◆ Tasks to complete:
**a)** List every line of the records that contains the word "shirt". Case counts.
**b)** Write the next part of the mailing-list email about when to use metaprogramming in Ruby, starting right after its final line.
+++ Selected passage
Hi --

On Wed, 6 Dec 2006, Ashley Moran wrote:

>
> On Dec 05, 2006, at 10:21 pm, Giles Bowkett wrote:
>
>> I just found out that Josh Susser's cancelled presentation at RubyConf
>> was going to be called "More than enough rope to hang yourself," and
>> was going to be about how to avoid misusing Ruby's power. I've
>> definitely written code where my main goal was getting my head around
>> lambda() or things like that -- now I have code on my hands where I'm
>> trying to decide, is this beautiful, well-written stuff, or was I just
>> indulging in a bunch of gratuitous cleverness because I had the
>> option?
>> 
>> Obviously this is a judgement call -- but does anyone know good
>> resources for those questions like, when do I use metaprogramming,
>> when do I just use more normal techniques?
++++++
+++ Excerpted data
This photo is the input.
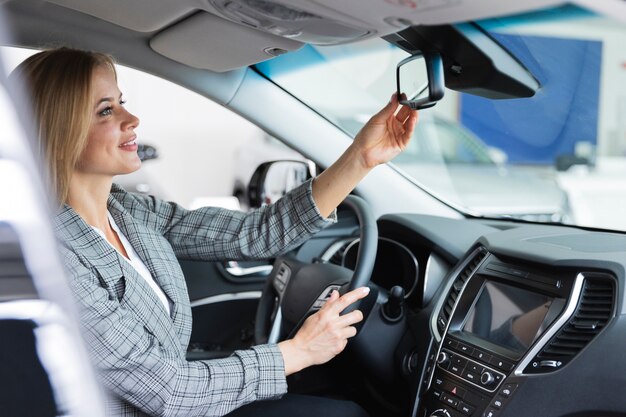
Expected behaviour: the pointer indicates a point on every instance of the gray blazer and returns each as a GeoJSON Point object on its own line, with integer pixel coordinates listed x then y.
{"type": "Point", "coordinates": [138, 348]}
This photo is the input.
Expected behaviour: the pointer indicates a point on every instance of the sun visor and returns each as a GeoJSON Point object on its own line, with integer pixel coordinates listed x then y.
{"type": "Point", "coordinates": [206, 41]}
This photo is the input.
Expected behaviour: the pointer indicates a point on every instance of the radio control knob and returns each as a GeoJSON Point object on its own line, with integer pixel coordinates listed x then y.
{"type": "Point", "coordinates": [487, 378]}
{"type": "Point", "coordinates": [440, 413]}
{"type": "Point", "coordinates": [443, 358]}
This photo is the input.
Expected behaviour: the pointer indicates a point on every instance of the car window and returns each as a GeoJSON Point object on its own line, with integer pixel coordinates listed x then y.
{"type": "Point", "coordinates": [545, 158]}
{"type": "Point", "coordinates": [195, 151]}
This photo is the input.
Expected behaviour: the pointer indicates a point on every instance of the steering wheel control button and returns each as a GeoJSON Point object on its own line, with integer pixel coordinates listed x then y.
{"type": "Point", "coordinates": [321, 300]}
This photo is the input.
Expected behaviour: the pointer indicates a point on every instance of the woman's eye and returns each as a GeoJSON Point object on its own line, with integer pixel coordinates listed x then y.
{"type": "Point", "coordinates": [106, 112]}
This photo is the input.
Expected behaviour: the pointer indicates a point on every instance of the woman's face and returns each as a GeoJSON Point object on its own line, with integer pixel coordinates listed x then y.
{"type": "Point", "coordinates": [111, 142]}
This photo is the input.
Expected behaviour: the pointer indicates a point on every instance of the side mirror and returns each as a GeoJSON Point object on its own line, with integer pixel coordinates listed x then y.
{"type": "Point", "coordinates": [274, 179]}
{"type": "Point", "coordinates": [420, 78]}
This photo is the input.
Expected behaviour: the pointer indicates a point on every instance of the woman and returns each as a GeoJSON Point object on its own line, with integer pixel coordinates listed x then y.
{"type": "Point", "coordinates": [121, 249]}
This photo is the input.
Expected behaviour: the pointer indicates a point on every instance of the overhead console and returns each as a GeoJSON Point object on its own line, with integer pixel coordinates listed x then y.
{"type": "Point", "coordinates": [502, 323]}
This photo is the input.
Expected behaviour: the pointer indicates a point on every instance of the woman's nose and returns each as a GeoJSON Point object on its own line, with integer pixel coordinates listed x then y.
{"type": "Point", "coordinates": [131, 121]}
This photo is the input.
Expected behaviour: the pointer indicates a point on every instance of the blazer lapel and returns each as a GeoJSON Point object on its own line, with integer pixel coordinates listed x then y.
{"type": "Point", "coordinates": [159, 258]}
{"type": "Point", "coordinates": [111, 267]}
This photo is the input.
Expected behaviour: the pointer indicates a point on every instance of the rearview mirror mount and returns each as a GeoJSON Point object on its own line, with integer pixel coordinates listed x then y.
{"type": "Point", "coordinates": [420, 77]}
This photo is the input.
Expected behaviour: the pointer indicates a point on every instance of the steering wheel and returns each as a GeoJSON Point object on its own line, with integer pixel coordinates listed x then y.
{"type": "Point", "coordinates": [294, 290]}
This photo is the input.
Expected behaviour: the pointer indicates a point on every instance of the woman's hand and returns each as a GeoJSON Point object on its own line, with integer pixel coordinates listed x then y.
{"type": "Point", "coordinates": [386, 134]}
{"type": "Point", "coordinates": [382, 138]}
{"type": "Point", "coordinates": [324, 334]}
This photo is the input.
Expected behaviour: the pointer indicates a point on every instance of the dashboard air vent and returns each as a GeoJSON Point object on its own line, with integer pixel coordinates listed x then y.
{"type": "Point", "coordinates": [594, 310]}
{"type": "Point", "coordinates": [457, 286]}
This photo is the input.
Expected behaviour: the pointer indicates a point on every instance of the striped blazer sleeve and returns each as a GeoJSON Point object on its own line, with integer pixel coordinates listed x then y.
{"type": "Point", "coordinates": [217, 234]}
{"type": "Point", "coordinates": [137, 367]}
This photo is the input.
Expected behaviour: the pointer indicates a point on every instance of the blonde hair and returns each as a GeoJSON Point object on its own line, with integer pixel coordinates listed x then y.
{"type": "Point", "coordinates": [59, 85]}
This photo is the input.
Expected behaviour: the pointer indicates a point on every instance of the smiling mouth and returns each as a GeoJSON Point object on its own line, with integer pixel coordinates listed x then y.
{"type": "Point", "coordinates": [129, 143]}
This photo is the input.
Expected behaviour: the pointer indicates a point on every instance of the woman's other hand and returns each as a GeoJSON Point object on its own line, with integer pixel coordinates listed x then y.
{"type": "Point", "coordinates": [386, 134]}
{"type": "Point", "coordinates": [382, 138]}
{"type": "Point", "coordinates": [324, 334]}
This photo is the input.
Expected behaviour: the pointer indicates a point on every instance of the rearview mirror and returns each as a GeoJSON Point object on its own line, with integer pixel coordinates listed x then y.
{"type": "Point", "coordinates": [420, 78]}
{"type": "Point", "coordinates": [272, 180]}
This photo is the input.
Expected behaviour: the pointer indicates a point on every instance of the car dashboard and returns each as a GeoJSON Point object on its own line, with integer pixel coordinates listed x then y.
{"type": "Point", "coordinates": [502, 318]}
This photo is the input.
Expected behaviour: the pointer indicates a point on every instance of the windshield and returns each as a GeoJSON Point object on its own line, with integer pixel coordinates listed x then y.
{"type": "Point", "coordinates": [556, 157]}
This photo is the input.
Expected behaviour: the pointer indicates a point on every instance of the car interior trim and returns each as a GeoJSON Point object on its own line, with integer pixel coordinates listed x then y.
{"type": "Point", "coordinates": [236, 296]}
{"type": "Point", "coordinates": [446, 291]}
{"type": "Point", "coordinates": [545, 338]}
{"type": "Point", "coordinates": [276, 325]}
{"type": "Point", "coordinates": [408, 291]}
{"type": "Point", "coordinates": [435, 273]}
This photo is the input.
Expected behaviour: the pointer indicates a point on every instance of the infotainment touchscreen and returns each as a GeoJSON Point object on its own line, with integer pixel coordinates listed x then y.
{"type": "Point", "coordinates": [508, 316]}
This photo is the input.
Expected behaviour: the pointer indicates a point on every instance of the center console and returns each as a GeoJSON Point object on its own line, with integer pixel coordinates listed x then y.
{"type": "Point", "coordinates": [494, 326]}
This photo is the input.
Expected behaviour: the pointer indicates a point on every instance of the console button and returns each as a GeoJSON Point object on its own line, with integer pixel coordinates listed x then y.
{"type": "Point", "coordinates": [454, 389]}
{"type": "Point", "coordinates": [452, 344]}
{"type": "Point", "coordinates": [443, 359]}
{"type": "Point", "coordinates": [455, 369]}
{"type": "Point", "coordinates": [459, 360]}
{"type": "Point", "coordinates": [472, 377]}
{"type": "Point", "coordinates": [451, 401]}
{"type": "Point", "coordinates": [462, 347]}
{"type": "Point", "coordinates": [507, 390]}
{"type": "Point", "coordinates": [490, 412]}
{"type": "Point", "coordinates": [502, 364]}
{"type": "Point", "coordinates": [480, 355]}
{"type": "Point", "coordinates": [437, 393]}
{"type": "Point", "coordinates": [497, 404]}
{"type": "Point", "coordinates": [487, 379]}
{"type": "Point", "coordinates": [465, 408]}
{"type": "Point", "coordinates": [475, 368]}
{"type": "Point", "coordinates": [472, 398]}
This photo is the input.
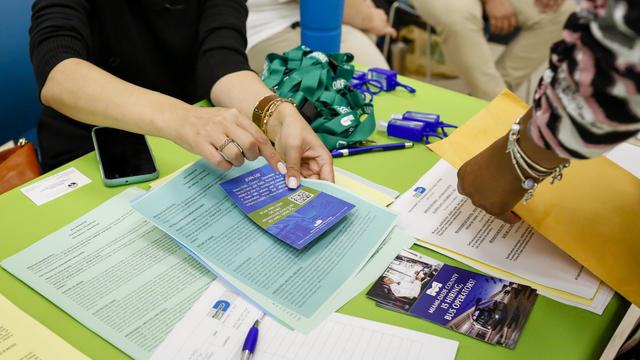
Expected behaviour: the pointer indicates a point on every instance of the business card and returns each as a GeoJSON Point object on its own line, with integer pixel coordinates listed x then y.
{"type": "Point", "coordinates": [55, 186]}
{"type": "Point", "coordinates": [296, 216]}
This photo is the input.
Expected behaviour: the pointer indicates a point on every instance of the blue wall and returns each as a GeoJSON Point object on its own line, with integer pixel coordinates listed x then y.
{"type": "Point", "coordinates": [19, 104]}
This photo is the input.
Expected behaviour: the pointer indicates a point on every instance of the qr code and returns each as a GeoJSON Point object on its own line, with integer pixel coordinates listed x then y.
{"type": "Point", "coordinates": [300, 197]}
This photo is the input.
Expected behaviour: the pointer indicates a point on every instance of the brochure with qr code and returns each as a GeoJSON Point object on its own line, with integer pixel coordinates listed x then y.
{"type": "Point", "coordinates": [296, 216]}
{"type": "Point", "coordinates": [481, 306]}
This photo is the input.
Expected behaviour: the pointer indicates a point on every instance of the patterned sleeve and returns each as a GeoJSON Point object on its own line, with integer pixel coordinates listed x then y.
{"type": "Point", "coordinates": [587, 101]}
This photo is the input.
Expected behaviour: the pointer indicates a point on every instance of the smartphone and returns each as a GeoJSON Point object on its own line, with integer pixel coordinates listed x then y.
{"type": "Point", "coordinates": [124, 157]}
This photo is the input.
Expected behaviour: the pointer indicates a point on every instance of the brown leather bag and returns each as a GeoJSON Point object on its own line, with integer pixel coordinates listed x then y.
{"type": "Point", "coordinates": [18, 165]}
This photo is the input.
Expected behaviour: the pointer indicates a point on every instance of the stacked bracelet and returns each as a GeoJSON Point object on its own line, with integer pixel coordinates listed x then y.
{"type": "Point", "coordinates": [265, 108]}
{"type": "Point", "coordinates": [521, 162]}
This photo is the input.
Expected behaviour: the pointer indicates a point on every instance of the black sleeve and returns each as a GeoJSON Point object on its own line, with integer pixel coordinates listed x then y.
{"type": "Point", "coordinates": [59, 31]}
{"type": "Point", "coordinates": [222, 42]}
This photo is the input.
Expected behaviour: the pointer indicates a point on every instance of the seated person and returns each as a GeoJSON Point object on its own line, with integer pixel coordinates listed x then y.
{"type": "Point", "coordinates": [273, 26]}
{"type": "Point", "coordinates": [586, 103]}
{"type": "Point", "coordinates": [138, 65]}
{"type": "Point", "coordinates": [461, 26]}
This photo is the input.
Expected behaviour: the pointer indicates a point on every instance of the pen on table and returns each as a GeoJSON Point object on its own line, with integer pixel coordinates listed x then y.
{"type": "Point", "coordinates": [366, 149]}
{"type": "Point", "coordinates": [250, 341]}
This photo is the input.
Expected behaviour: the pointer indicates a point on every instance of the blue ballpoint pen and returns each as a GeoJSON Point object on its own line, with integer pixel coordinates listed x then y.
{"type": "Point", "coordinates": [250, 341]}
{"type": "Point", "coordinates": [366, 149]}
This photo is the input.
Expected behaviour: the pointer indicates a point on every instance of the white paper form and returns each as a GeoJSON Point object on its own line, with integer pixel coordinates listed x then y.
{"type": "Point", "coordinates": [296, 286]}
{"type": "Point", "coordinates": [433, 211]}
{"type": "Point", "coordinates": [627, 156]}
{"type": "Point", "coordinates": [207, 333]}
{"type": "Point", "coordinates": [55, 186]}
{"type": "Point", "coordinates": [116, 273]}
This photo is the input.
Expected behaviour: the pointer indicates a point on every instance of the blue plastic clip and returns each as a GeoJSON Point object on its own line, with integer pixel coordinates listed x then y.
{"type": "Point", "coordinates": [388, 79]}
{"type": "Point", "coordinates": [415, 126]}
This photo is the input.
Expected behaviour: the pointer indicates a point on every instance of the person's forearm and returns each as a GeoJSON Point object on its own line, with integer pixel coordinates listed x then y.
{"type": "Point", "coordinates": [353, 11]}
{"type": "Point", "coordinates": [91, 95]}
{"type": "Point", "coordinates": [539, 155]}
{"type": "Point", "coordinates": [240, 90]}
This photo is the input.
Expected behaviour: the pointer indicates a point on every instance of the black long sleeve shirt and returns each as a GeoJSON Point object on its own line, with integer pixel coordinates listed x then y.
{"type": "Point", "coordinates": [177, 47]}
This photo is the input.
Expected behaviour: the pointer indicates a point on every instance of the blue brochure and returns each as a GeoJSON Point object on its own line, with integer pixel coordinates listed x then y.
{"type": "Point", "coordinates": [296, 216]}
{"type": "Point", "coordinates": [481, 306]}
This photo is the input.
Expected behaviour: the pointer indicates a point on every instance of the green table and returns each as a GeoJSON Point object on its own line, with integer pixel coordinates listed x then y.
{"type": "Point", "coordinates": [554, 330]}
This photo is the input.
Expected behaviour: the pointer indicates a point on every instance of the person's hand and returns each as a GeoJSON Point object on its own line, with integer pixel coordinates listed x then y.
{"type": "Point", "coordinates": [377, 23]}
{"type": "Point", "coordinates": [203, 130]}
{"type": "Point", "coordinates": [502, 18]}
{"type": "Point", "coordinates": [299, 146]}
{"type": "Point", "coordinates": [548, 5]}
{"type": "Point", "coordinates": [489, 180]}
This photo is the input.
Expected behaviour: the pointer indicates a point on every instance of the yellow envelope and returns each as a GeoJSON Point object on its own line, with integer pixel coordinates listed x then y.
{"type": "Point", "coordinates": [593, 214]}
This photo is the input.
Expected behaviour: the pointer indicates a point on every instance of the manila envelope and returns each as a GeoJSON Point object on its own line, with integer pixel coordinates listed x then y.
{"type": "Point", "coordinates": [593, 214]}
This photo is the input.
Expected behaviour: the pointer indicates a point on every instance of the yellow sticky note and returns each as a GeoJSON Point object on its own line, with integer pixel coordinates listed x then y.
{"type": "Point", "coordinates": [22, 337]}
{"type": "Point", "coordinates": [592, 214]}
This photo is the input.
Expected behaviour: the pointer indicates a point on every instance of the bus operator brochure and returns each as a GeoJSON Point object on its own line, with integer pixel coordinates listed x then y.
{"type": "Point", "coordinates": [484, 307]}
{"type": "Point", "coordinates": [296, 216]}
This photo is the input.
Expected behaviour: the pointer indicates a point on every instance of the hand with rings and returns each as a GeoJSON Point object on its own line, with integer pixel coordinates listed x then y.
{"type": "Point", "coordinates": [225, 137]}
{"type": "Point", "coordinates": [226, 142]}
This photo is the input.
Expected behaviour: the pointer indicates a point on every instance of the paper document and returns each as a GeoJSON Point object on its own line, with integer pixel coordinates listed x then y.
{"type": "Point", "coordinates": [592, 214]}
{"type": "Point", "coordinates": [368, 189]}
{"type": "Point", "coordinates": [22, 337]}
{"type": "Point", "coordinates": [435, 212]}
{"type": "Point", "coordinates": [295, 216]}
{"type": "Point", "coordinates": [627, 156]}
{"type": "Point", "coordinates": [54, 186]}
{"type": "Point", "coordinates": [379, 194]}
{"type": "Point", "coordinates": [116, 273]}
{"type": "Point", "coordinates": [216, 326]}
{"type": "Point", "coordinates": [486, 308]}
{"type": "Point", "coordinates": [595, 305]}
{"type": "Point", "coordinates": [290, 284]}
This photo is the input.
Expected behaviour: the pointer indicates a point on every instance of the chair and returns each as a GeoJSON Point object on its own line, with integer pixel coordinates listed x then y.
{"type": "Point", "coordinates": [19, 103]}
{"type": "Point", "coordinates": [402, 14]}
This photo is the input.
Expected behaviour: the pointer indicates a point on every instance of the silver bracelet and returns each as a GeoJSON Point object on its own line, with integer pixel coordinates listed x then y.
{"type": "Point", "coordinates": [522, 162]}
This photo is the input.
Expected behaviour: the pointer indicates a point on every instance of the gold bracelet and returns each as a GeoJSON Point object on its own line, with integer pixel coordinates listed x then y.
{"type": "Point", "coordinates": [270, 109]}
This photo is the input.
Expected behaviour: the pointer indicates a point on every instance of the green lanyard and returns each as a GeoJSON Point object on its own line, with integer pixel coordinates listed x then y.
{"type": "Point", "coordinates": [302, 74]}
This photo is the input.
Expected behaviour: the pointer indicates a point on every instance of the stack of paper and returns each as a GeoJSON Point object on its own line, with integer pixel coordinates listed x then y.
{"type": "Point", "coordinates": [442, 219]}
{"type": "Point", "coordinates": [298, 287]}
{"type": "Point", "coordinates": [218, 322]}
{"type": "Point", "coordinates": [591, 214]}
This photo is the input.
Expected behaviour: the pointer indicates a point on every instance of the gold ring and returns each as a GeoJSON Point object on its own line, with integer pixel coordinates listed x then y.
{"type": "Point", "coordinates": [226, 142]}
{"type": "Point", "coordinates": [239, 147]}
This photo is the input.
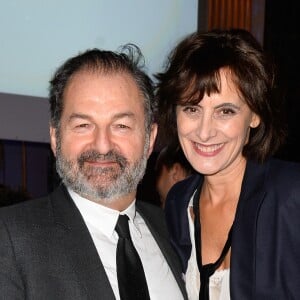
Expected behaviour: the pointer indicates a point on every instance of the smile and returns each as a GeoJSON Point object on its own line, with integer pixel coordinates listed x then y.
{"type": "Point", "coordinates": [209, 149]}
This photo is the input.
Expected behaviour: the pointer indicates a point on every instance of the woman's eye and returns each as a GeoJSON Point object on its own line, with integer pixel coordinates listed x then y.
{"type": "Point", "coordinates": [224, 113]}
{"type": "Point", "coordinates": [227, 111]}
{"type": "Point", "coordinates": [190, 109]}
{"type": "Point", "coordinates": [83, 125]}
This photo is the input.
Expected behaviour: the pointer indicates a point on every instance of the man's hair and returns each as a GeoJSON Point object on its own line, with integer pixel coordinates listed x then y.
{"type": "Point", "coordinates": [128, 60]}
{"type": "Point", "coordinates": [193, 70]}
{"type": "Point", "coordinates": [168, 156]}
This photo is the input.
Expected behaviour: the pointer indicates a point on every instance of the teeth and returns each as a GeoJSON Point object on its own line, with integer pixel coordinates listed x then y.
{"type": "Point", "coordinates": [211, 148]}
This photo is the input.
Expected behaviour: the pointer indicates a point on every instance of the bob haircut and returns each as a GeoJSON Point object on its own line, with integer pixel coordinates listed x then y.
{"type": "Point", "coordinates": [193, 70]}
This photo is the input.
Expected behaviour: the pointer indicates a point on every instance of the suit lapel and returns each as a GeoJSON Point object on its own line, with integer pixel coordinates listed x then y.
{"type": "Point", "coordinates": [80, 250]}
{"type": "Point", "coordinates": [244, 231]}
{"type": "Point", "coordinates": [157, 227]}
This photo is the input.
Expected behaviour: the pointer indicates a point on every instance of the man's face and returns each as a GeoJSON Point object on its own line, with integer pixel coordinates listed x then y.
{"type": "Point", "coordinates": [102, 147]}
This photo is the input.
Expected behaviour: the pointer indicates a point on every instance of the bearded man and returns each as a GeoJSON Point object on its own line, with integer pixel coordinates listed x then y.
{"type": "Point", "coordinates": [66, 245]}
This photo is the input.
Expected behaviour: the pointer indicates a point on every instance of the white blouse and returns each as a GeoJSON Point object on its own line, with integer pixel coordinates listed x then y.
{"type": "Point", "coordinates": [218, 282]}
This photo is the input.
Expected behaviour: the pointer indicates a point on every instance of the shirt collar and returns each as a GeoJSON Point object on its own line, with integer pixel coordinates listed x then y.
{"type": "Point", "coordinates": [99, 216]}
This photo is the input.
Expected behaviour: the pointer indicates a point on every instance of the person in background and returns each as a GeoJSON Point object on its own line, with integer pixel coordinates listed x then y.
{"type": "Point", "coordinates": [66, 245]}
{"type": "Point", "coordinates": [235, 224]}
{"type": "Point", "coordinates": [171, 166]}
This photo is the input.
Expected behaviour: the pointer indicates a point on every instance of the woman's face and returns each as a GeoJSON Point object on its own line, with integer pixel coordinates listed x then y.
{"type": "Point", "coordinates": [214, 132]}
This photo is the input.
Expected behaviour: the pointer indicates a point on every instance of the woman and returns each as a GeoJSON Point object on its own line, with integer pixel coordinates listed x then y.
{"type": "Point", "coordinates": [234, 224]}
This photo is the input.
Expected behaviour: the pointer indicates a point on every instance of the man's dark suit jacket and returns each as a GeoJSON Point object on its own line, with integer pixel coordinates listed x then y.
{"type": "Point", "coordinates": [265, 249]}
{"type": "Point", "coordinates": [47, 253]}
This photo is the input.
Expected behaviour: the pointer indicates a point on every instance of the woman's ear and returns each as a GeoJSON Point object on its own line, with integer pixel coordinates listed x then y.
{"type": "Point", "coordinates": [255, 121]}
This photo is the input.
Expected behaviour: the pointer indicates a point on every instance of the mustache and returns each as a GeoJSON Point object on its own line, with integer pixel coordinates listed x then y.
{"type": "Point", "coordinates": [94, 155]}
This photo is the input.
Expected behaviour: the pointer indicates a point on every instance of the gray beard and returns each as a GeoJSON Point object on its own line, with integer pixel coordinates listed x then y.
{"type": "Point", "coordinates": [101, 184]}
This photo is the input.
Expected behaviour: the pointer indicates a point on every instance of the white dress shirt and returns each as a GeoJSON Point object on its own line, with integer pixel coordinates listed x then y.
{"type": "Point", "coordinates": [101, 222]}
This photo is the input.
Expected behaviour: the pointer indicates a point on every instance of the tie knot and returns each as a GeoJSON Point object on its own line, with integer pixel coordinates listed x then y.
{"type": "Point", "coordinates": [122, 227]}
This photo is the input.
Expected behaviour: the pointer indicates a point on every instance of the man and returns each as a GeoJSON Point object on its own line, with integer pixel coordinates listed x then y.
{"type": "Point", "coordinates": [171, 166]}
{"type": "Point", "coordinates": [64, 246]}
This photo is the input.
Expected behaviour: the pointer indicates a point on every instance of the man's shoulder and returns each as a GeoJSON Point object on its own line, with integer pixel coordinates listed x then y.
{"type": "Point", "coordinates": [24, 210]}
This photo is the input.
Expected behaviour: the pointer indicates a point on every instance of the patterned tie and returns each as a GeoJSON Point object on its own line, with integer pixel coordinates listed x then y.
{"type": "Point", "coordinates": [131, 277]}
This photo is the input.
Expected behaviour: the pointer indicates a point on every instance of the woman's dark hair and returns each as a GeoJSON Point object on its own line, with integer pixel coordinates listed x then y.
{"type": "Point", "coordinates": [193, 70]}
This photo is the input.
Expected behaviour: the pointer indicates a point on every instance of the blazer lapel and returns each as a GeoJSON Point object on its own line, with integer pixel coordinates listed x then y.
{"type": "Point", "coordinates": [244, 232]}
{"type": "Point", "coordinates": [158, 228]}
{"type": "Point", "coordinates": [80, 250]}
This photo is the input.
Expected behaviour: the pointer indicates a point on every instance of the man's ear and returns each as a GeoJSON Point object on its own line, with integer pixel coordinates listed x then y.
{"type": "Point", "coordinates": [153, 135]}
{"type": "Point", "coordinates": [53, 139]}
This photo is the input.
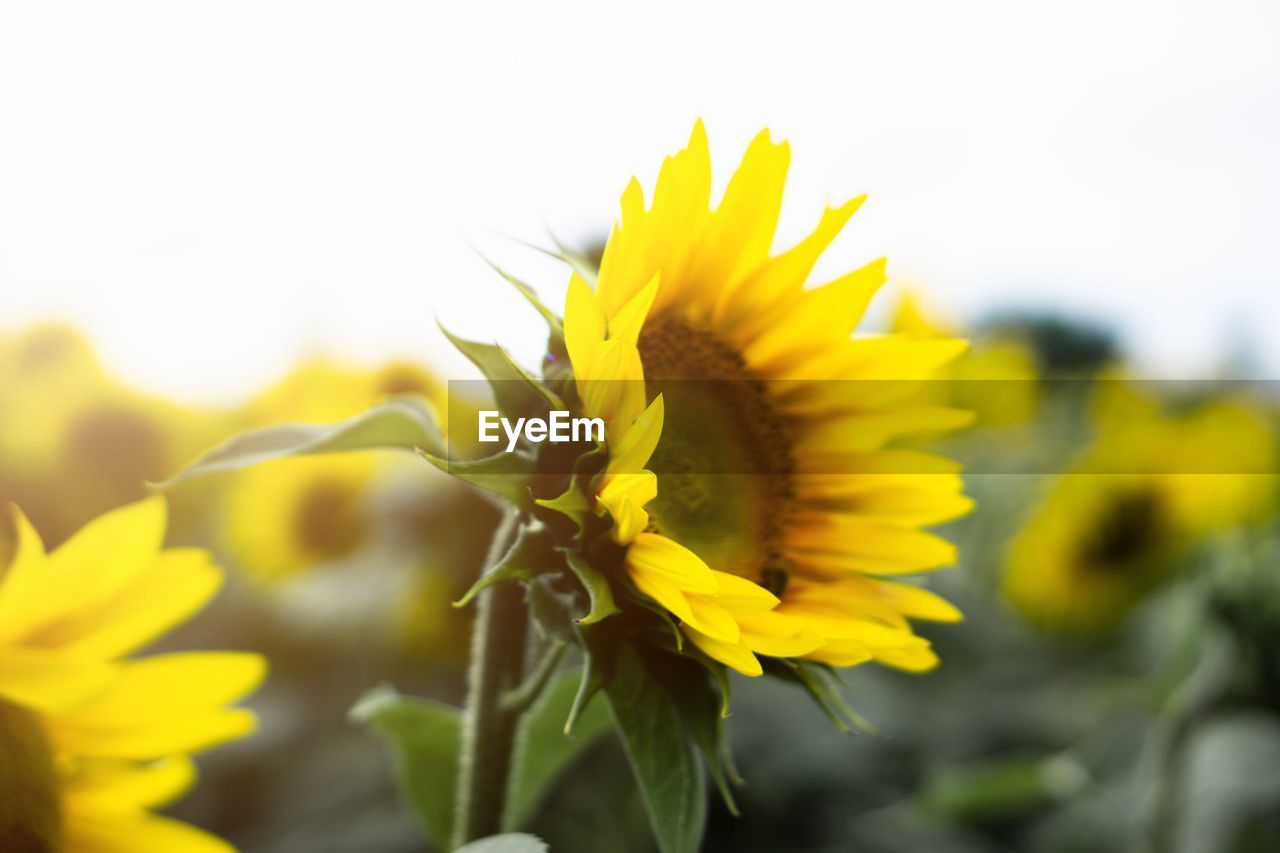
++++++
◆ Answer list:
**a)**
Expected behaviour: the pointer indicates a point on every instance of the black long sleeve shirt and returns each as a GeoJSON Point object on its own line, with integer pixel coordinates listed x then y.
Expected behaviour: the pointer indicates a point on every instance of the shirt collar and returns each as a GeoJSON Point object on its own line, with integer pixel coordinates listed x then y.
Expected behaviour: the pointer indicates a point on every instance of the white dress shirt and returns each as a GeoJSON Point object on its own line, with integer pixel coordinates listed x then y.

**b)**
>
>
> I've wondered this too after I've written something that looks a bit too 
> clever for its own good.
>
> I usually ask myself these questions:
>
> - do I only think it looks too clever because I couldn't do it in Java?
> - when I come back to it 6 months later, will it be more obvious what I
> was doing than the longhand version?
> - could I factor out the cleverness into a library, or is it more of
> a design pattern?
>
> answers.should == %w[Yes] * 3  # :)
>
> If the test passes, it's probably good.  Usually, when something looks like 
> Ruby for Ruby's sake, it's because before I wrote it, I wasn't good enough to 
> understand it (never figured out how that works...).  If I feel like a better 
> programmer afterwards, it stays.

Doesn't looking like Ruby for Ruby's sake mean that it's clear,
expressive, elegant, and maintainable? :-)  Those are the
characteristics I associate with what I think of as the most
Ruby-esque Ruby code, anyway.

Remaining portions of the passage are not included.